(Dataset entries)
+ + +

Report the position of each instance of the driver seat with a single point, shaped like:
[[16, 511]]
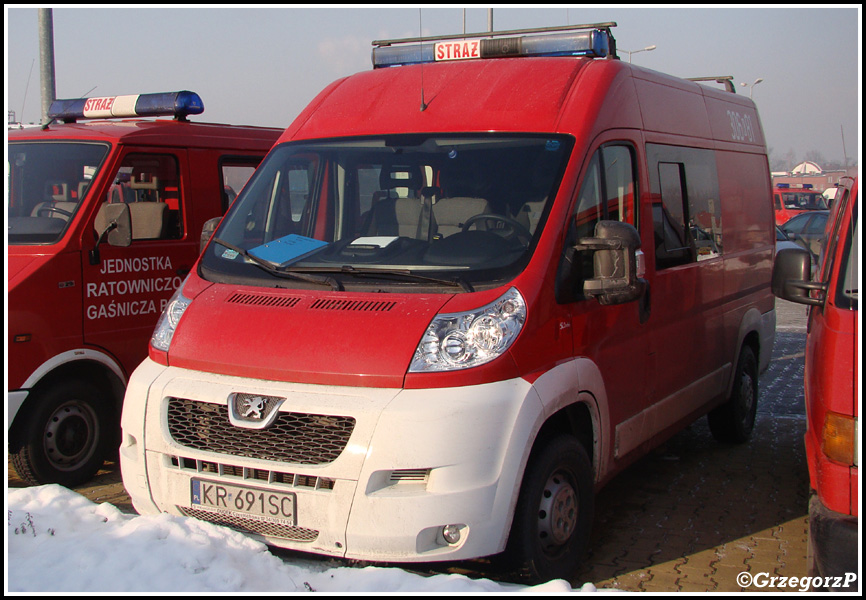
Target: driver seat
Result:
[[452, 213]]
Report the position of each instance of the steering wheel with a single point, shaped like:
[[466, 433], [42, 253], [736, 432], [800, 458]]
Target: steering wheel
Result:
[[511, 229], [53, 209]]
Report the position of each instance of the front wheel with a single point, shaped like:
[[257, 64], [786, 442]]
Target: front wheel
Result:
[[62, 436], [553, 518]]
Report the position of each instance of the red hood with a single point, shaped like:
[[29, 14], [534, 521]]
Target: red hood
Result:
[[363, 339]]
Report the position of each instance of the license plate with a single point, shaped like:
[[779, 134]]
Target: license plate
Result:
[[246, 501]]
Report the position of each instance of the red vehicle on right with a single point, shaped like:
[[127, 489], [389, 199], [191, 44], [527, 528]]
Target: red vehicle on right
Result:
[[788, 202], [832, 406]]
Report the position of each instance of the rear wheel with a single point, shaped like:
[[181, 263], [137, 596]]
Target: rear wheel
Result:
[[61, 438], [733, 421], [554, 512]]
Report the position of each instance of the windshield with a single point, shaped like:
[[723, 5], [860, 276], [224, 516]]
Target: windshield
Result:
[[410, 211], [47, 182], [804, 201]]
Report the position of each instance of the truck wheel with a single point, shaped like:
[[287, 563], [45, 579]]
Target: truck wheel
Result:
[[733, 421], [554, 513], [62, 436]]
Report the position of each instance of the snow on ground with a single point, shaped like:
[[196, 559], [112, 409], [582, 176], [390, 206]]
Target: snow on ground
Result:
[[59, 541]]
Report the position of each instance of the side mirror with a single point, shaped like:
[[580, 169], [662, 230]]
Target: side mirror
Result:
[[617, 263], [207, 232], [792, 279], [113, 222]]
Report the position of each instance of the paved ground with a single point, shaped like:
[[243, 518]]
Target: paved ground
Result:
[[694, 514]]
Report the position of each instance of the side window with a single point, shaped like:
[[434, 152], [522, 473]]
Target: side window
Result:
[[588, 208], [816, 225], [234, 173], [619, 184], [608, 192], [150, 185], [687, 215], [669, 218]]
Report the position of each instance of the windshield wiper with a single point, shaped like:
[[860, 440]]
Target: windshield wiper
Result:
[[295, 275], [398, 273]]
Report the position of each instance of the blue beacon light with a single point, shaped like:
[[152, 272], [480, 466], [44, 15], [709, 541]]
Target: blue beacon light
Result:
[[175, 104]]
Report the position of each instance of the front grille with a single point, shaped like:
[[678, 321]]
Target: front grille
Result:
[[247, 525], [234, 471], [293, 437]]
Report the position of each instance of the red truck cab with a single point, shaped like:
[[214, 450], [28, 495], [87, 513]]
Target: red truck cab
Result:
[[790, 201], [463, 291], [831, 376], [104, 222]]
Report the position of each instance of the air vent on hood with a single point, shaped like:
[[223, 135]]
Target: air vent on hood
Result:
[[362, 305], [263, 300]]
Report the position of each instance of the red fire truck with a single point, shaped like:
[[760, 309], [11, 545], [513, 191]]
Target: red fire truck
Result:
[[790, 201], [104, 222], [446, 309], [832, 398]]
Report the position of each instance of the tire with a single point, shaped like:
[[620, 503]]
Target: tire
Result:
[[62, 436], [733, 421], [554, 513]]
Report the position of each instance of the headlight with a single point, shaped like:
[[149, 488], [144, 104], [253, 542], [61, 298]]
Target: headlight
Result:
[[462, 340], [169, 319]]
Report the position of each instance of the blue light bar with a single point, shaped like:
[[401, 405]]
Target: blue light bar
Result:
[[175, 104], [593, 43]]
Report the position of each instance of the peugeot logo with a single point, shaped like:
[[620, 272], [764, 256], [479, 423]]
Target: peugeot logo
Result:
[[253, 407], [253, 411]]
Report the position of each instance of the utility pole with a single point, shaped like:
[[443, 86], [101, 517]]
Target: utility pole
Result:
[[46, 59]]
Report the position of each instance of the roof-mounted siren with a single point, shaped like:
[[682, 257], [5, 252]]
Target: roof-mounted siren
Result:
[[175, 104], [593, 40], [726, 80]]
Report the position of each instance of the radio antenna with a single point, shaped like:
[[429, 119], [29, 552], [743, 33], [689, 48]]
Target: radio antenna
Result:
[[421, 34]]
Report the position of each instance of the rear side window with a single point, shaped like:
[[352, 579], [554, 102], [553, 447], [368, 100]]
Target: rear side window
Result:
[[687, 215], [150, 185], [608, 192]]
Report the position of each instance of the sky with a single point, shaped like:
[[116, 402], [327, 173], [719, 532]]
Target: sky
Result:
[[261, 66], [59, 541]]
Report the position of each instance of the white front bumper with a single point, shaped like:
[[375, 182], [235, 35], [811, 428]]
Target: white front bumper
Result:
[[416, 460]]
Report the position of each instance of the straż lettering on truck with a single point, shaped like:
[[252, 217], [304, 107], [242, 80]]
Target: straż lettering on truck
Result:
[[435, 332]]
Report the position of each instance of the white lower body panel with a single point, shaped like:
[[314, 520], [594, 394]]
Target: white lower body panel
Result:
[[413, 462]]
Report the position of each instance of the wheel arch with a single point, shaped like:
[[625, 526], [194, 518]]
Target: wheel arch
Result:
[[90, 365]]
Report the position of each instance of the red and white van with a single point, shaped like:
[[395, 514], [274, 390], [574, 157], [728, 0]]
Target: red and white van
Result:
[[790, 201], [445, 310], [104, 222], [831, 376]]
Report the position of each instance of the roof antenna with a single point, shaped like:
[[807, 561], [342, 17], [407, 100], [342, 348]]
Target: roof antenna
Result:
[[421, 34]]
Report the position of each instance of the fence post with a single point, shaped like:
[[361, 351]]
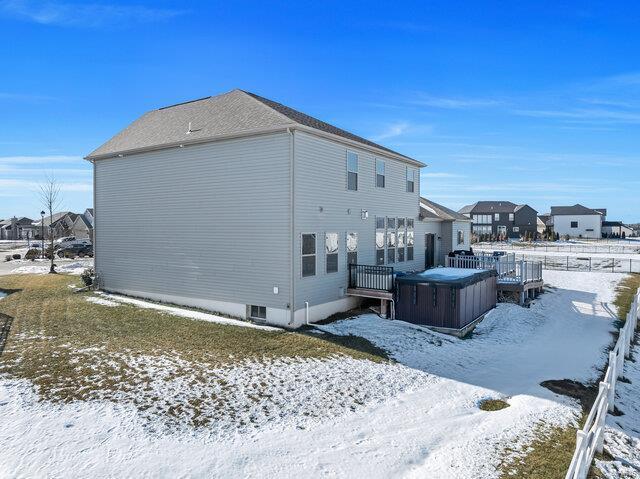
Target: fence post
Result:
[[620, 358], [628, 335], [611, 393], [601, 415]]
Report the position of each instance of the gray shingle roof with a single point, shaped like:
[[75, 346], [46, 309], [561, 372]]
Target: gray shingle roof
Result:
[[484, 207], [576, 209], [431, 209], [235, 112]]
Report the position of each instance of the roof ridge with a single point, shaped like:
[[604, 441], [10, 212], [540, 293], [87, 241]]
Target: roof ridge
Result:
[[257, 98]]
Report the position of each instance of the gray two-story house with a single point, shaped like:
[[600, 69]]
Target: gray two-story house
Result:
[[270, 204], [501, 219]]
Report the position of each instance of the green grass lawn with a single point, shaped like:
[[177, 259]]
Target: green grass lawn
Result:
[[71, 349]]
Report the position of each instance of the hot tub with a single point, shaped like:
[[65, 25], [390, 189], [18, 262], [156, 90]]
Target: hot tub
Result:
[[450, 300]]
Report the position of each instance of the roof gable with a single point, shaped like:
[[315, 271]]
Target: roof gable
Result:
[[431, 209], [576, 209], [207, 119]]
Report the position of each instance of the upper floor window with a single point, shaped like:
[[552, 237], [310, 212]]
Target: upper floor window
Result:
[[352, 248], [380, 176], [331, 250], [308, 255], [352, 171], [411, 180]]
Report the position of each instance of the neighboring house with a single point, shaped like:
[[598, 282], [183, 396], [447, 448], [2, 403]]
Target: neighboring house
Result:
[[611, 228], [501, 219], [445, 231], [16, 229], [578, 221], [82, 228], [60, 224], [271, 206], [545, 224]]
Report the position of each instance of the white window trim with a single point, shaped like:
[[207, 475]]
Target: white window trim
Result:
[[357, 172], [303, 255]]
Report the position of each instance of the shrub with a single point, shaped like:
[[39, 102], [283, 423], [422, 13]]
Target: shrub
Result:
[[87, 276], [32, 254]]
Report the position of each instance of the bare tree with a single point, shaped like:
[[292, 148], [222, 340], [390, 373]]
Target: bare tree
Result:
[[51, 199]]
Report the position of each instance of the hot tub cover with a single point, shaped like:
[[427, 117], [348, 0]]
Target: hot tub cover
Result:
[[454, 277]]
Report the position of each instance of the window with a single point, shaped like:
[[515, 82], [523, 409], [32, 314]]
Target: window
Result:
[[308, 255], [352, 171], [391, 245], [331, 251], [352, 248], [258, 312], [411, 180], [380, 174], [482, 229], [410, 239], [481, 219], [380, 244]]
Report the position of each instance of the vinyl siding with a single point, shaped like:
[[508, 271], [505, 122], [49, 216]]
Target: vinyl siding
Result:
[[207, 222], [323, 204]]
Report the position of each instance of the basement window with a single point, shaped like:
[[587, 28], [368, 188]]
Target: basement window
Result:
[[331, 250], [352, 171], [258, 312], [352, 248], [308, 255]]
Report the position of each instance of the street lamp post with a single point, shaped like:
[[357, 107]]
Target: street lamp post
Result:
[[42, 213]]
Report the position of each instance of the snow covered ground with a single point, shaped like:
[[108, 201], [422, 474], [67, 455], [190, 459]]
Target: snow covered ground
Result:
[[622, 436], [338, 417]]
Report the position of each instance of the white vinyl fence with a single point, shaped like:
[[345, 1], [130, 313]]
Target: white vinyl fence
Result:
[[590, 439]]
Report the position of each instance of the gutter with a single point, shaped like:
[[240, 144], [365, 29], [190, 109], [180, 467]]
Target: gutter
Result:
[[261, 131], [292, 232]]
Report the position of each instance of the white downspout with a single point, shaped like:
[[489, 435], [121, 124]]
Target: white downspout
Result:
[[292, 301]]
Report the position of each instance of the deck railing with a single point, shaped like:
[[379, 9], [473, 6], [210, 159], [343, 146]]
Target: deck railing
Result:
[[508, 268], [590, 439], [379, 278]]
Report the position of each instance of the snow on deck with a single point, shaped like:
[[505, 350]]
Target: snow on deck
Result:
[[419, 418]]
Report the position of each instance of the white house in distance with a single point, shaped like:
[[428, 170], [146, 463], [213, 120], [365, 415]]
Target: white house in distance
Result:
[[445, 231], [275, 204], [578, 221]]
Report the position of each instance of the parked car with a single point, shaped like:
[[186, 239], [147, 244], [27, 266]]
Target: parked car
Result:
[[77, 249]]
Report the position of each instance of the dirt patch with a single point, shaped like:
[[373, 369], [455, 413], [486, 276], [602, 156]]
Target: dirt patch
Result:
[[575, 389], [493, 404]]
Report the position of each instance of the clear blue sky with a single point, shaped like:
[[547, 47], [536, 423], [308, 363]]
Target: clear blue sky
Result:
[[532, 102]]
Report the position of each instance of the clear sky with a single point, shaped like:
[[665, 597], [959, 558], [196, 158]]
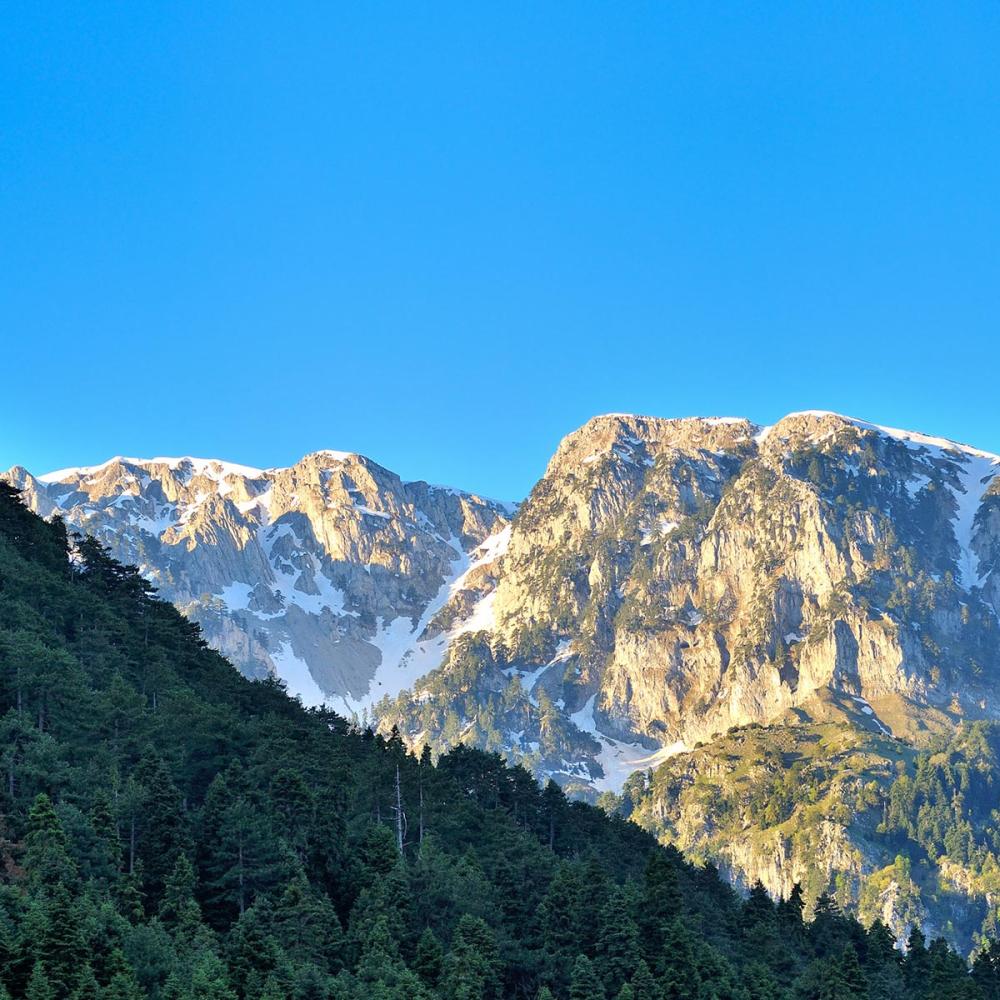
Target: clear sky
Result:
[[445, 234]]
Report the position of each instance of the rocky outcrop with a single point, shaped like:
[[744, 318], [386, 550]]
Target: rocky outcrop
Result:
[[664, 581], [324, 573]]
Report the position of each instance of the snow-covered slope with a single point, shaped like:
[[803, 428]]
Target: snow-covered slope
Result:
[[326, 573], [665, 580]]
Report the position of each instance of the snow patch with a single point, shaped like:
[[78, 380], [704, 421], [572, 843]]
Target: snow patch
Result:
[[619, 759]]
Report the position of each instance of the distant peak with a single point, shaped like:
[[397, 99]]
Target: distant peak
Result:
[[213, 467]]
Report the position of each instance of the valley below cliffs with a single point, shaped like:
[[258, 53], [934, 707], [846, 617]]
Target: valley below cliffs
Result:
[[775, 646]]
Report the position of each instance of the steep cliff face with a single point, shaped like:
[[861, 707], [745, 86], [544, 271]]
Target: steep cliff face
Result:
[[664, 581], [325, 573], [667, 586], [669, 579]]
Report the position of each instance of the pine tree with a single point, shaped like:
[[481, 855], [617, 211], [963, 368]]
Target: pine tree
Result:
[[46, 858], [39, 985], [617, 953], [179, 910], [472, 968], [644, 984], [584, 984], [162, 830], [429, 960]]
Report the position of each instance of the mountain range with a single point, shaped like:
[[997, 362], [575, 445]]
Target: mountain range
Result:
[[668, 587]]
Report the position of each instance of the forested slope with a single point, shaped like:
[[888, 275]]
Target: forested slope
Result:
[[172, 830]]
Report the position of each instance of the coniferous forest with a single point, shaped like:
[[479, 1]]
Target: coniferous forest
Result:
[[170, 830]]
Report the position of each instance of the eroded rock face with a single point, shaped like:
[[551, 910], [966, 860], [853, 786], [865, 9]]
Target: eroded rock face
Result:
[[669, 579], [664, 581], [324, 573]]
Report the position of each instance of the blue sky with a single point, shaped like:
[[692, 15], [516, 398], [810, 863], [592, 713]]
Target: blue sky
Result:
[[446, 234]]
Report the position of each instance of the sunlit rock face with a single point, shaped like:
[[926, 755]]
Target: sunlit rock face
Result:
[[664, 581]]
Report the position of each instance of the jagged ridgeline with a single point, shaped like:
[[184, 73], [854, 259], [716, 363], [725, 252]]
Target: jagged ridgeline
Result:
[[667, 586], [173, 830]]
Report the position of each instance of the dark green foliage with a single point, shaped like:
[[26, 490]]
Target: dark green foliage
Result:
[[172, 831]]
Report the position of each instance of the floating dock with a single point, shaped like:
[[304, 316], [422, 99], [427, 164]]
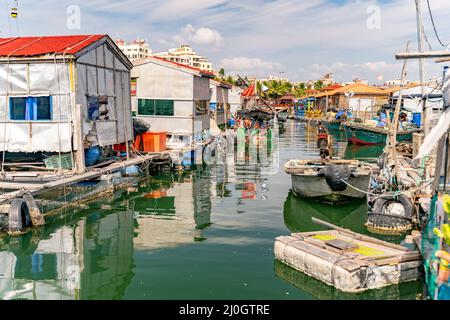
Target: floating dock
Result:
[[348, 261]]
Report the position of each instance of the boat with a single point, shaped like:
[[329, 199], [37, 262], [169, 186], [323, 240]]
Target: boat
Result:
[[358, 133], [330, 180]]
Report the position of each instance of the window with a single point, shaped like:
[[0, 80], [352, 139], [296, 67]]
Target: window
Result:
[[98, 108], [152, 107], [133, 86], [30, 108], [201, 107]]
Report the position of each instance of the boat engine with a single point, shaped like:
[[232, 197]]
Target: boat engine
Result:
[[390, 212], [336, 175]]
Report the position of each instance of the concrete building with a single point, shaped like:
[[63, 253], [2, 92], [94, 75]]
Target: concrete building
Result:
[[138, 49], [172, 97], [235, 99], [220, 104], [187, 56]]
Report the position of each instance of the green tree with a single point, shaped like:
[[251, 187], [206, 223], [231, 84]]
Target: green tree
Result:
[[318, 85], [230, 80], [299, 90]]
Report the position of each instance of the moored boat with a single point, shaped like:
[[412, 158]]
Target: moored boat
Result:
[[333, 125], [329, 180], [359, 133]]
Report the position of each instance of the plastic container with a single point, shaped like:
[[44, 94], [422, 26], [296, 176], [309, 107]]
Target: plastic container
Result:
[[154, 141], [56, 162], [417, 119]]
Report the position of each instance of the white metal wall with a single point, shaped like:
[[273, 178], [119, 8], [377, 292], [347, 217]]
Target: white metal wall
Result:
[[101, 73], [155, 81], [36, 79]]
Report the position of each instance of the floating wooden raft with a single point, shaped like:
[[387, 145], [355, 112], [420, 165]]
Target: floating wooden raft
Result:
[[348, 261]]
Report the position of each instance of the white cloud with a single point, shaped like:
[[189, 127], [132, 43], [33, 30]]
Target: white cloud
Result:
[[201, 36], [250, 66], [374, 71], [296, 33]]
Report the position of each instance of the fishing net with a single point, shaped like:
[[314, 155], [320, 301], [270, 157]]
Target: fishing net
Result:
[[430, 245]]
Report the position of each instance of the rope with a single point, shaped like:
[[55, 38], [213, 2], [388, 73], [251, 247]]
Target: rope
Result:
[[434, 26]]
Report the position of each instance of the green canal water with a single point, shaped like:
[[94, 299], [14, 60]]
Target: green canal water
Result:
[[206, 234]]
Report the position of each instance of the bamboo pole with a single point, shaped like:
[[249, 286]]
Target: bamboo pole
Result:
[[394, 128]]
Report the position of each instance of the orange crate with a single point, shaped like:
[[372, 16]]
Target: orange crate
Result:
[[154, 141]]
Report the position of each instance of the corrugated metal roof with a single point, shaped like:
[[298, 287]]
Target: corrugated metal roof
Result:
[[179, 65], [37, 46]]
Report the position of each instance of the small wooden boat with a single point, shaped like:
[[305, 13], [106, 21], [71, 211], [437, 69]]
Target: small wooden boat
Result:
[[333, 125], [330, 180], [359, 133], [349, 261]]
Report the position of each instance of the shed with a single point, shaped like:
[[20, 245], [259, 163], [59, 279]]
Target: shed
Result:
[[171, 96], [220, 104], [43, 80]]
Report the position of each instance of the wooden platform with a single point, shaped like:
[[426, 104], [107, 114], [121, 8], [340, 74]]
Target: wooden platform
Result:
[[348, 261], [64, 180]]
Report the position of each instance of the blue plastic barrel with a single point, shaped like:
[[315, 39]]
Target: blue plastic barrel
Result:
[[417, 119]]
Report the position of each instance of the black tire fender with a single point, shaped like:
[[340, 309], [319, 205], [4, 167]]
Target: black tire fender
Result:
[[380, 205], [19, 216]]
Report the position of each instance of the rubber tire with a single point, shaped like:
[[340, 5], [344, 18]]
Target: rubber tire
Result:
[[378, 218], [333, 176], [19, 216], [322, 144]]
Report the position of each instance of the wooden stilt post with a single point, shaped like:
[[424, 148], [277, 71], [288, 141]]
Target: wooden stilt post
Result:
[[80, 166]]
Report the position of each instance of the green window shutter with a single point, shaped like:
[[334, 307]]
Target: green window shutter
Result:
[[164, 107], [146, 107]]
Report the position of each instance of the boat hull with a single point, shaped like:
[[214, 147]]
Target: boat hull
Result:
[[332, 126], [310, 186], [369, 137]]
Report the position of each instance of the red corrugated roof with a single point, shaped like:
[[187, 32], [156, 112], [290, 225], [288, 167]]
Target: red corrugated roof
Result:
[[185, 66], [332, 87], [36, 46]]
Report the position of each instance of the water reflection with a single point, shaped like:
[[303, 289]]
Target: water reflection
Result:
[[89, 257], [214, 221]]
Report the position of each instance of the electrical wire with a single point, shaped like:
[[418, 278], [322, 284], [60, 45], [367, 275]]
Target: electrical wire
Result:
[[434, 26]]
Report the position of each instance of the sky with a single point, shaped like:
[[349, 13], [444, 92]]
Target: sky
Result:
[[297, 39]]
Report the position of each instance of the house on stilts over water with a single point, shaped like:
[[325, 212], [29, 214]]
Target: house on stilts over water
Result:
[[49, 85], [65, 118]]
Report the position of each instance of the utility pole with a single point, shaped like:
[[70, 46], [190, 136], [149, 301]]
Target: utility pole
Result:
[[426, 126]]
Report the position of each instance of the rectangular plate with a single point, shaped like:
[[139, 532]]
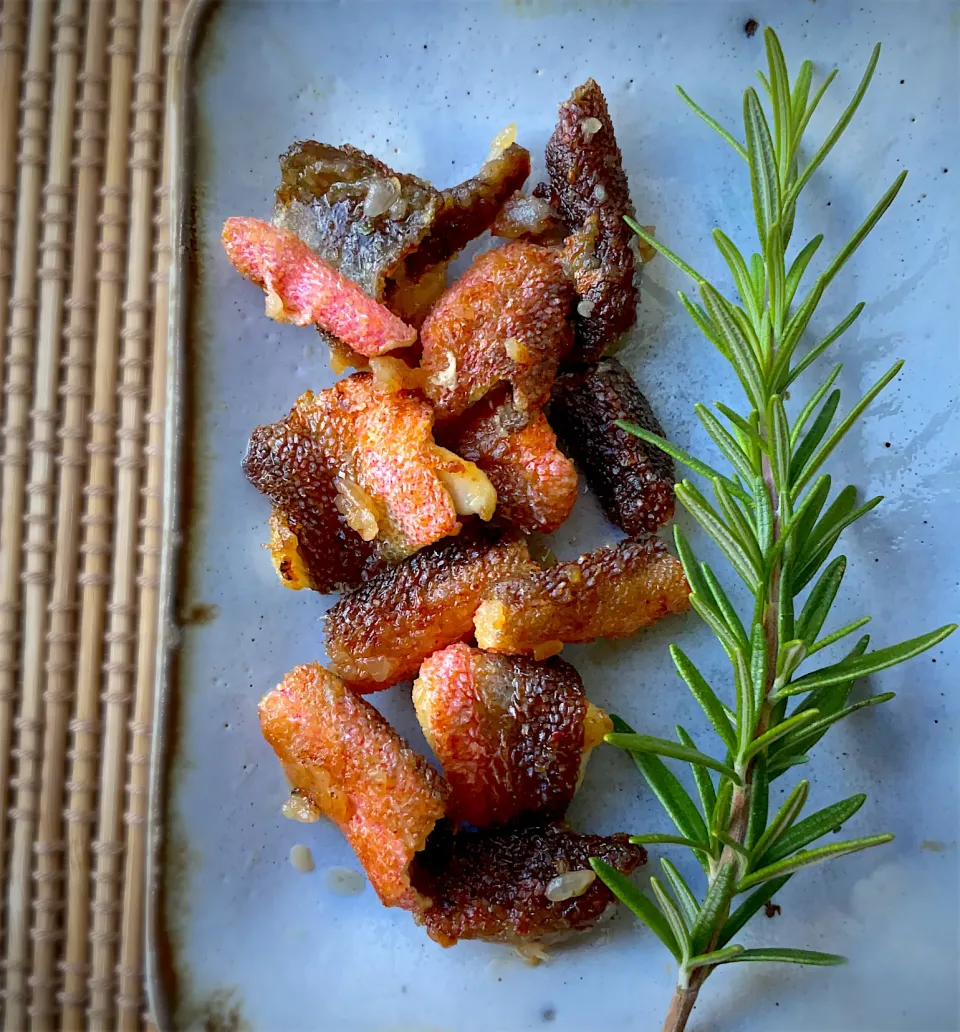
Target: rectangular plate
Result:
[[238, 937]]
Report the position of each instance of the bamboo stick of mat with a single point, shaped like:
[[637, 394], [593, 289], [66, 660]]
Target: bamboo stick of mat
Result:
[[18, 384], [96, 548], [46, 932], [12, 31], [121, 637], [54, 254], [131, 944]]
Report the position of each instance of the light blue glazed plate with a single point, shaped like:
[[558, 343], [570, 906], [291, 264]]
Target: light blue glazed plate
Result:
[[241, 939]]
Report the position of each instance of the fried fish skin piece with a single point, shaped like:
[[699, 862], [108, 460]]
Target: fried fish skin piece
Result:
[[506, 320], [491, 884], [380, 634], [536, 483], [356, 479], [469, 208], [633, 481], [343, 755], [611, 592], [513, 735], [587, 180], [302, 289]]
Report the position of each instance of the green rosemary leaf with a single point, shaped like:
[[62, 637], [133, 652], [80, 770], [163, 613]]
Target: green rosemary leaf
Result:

+ + +

What you are asked to do. Among the lines of the preceding data, which ones hold the word "peak"? List them.

Result.
Report the position of each instance of the distant peak with a single point, shaped like:
Target: distant peak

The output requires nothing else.